What is expected: Look for the word "white". Copy every line of the listing where it occurs.

The data:
┄┄┄┄┄┄

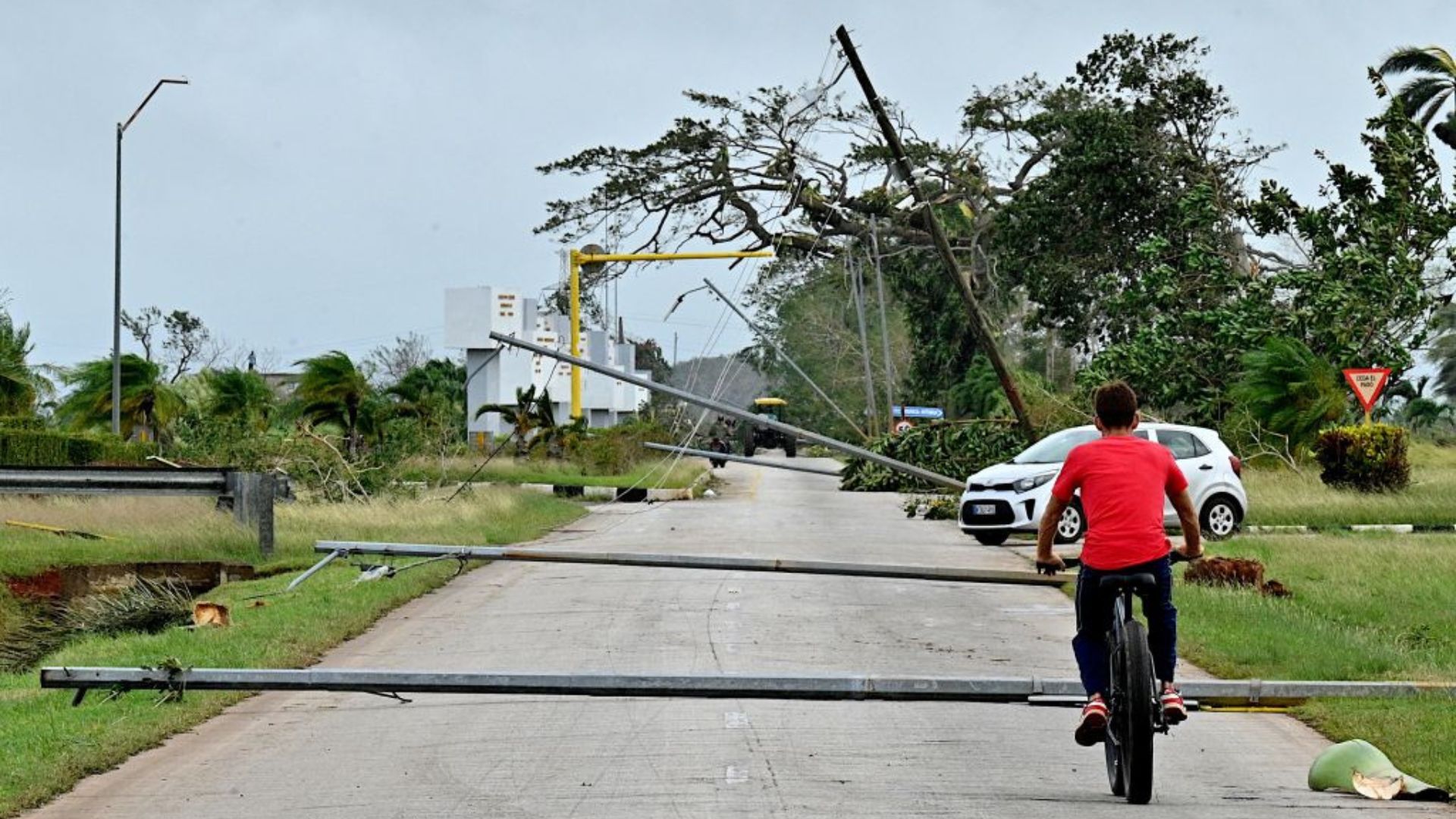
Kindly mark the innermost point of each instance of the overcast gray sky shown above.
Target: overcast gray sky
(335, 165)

┄┄┄┄┄┄

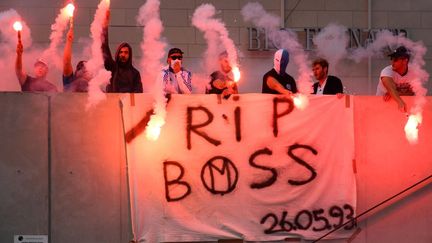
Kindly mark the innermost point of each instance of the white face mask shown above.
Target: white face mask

┄┄┄┄┄┄

Output:
Kindly mark the innermost point of each instance of the white face mask shown above.
Target: white face mask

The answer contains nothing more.